TASK DATA:
====================
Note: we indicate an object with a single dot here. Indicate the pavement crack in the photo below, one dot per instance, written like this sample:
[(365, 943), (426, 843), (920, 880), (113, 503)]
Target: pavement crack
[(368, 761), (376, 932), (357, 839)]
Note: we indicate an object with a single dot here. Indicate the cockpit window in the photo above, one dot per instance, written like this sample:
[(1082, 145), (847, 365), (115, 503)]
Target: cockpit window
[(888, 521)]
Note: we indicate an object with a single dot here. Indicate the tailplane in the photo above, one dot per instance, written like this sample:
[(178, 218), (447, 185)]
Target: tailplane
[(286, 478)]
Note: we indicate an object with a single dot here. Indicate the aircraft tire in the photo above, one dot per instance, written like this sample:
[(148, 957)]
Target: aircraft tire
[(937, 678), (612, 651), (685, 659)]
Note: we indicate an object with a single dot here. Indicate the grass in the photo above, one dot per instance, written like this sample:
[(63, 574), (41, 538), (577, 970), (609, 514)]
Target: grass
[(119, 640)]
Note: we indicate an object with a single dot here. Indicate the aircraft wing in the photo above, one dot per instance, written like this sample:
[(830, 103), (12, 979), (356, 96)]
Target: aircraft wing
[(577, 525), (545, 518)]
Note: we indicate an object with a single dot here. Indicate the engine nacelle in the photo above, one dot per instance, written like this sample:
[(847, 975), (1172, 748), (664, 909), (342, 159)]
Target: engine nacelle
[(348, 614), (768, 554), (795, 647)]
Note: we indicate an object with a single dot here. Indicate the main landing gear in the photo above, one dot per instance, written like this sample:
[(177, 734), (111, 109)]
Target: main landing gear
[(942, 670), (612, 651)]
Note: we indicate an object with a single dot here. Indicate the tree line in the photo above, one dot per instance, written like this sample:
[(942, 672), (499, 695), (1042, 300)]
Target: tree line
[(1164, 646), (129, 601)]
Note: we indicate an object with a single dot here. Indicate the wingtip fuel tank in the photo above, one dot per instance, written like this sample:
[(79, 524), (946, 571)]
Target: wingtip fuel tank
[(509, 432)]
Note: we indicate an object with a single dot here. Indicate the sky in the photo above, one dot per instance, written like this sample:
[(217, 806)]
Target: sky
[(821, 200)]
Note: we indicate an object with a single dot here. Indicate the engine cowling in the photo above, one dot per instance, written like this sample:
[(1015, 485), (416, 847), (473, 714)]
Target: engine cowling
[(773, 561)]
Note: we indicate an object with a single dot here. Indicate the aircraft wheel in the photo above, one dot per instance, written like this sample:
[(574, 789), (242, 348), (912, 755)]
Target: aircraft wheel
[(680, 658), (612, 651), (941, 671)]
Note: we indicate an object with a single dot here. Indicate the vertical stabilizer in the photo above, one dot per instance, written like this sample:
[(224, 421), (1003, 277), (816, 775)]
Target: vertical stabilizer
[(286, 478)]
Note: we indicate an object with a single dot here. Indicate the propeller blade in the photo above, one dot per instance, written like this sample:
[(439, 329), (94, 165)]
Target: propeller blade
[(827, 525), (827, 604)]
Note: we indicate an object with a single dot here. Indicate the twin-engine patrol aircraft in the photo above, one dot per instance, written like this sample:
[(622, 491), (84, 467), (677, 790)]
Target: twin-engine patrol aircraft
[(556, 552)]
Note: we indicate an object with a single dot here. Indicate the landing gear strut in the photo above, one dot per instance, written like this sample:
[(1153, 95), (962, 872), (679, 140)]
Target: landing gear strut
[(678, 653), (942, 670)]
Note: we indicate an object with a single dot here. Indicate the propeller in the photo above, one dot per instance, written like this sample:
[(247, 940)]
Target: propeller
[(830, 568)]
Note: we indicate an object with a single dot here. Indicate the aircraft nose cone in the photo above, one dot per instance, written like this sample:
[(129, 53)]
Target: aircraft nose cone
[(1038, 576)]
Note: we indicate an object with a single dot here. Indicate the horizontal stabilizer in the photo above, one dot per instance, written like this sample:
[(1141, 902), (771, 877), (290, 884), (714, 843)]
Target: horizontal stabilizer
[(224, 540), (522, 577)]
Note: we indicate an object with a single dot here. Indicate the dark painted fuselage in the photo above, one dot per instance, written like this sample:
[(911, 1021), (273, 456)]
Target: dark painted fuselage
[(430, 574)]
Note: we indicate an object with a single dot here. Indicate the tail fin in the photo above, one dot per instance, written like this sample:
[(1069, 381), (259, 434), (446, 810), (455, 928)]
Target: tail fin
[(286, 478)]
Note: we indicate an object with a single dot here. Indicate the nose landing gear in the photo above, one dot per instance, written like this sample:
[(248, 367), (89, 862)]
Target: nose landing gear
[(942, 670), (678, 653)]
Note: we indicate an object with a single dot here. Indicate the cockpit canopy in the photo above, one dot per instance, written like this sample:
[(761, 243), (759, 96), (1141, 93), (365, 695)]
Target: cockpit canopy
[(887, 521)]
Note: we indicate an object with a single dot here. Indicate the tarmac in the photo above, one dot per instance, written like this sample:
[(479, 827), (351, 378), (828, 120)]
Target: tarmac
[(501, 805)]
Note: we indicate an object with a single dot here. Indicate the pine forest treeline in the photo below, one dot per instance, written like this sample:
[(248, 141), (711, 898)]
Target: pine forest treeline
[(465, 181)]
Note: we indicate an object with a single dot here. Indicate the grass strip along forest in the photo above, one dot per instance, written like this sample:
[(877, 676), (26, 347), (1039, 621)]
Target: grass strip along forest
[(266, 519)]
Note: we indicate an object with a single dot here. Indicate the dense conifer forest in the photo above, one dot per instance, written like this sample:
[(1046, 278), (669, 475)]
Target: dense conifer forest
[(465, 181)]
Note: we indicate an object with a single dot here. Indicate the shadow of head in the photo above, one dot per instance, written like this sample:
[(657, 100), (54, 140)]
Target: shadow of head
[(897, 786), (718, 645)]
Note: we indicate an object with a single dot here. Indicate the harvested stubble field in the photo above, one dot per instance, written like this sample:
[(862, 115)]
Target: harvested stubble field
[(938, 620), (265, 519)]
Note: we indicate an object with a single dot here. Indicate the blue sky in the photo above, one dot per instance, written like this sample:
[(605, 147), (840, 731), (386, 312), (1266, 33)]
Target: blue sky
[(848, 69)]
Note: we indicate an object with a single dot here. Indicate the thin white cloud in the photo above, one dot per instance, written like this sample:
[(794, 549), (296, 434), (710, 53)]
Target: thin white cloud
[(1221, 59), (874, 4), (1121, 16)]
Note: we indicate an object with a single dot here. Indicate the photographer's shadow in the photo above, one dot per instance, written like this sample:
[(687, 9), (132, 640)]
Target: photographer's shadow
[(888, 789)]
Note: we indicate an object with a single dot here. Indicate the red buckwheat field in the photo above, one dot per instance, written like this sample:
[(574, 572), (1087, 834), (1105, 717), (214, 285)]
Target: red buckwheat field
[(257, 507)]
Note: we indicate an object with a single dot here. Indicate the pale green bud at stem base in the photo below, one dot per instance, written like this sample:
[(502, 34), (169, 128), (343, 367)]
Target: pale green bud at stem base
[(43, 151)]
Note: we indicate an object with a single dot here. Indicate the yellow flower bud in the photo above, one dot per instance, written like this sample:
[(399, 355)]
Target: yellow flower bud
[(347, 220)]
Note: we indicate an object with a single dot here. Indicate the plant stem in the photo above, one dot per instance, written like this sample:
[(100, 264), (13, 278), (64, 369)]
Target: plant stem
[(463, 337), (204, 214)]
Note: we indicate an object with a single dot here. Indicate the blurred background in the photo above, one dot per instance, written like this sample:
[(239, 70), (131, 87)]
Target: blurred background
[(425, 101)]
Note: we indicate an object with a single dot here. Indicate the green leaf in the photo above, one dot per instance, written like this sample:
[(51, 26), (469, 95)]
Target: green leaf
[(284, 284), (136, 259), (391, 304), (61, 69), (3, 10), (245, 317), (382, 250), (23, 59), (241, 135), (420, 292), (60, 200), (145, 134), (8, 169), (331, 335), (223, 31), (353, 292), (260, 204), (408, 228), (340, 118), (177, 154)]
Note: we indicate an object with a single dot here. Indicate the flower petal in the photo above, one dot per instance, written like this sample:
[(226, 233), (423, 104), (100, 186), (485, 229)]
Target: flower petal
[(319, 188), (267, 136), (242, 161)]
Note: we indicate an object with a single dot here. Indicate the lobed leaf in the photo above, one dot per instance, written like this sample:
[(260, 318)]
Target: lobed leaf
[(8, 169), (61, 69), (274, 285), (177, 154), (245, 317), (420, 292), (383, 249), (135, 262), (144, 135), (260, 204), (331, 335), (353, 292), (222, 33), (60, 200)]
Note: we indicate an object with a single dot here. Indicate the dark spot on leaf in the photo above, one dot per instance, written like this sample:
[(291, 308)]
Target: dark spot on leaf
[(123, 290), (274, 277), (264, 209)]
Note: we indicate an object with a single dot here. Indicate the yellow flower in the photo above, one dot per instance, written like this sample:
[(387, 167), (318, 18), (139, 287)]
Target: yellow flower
====================
TASK: Copy the rows word for word, starting at the line that contains "Indicate the thin" and stopping after the line that contains "[(888, 789)]".

RESULT BELOW:
Note: we indicate an object with a single dot here. Indicate the thin white cloud in the photo above, one dot per instance, written like this sample:
[(794, 549), (296, 434), (710, 53)]
Target: thin white cloud
[(1221, 59), (874, 4), (1121, 16)]
Note: we indicate an object with a single dot here. Indicate the photographer's shadow in the photo above, one dot per instance, written like this sample:
[(687, 9), (132, 640)]
Target: photographer's shadow
[(888, 789)]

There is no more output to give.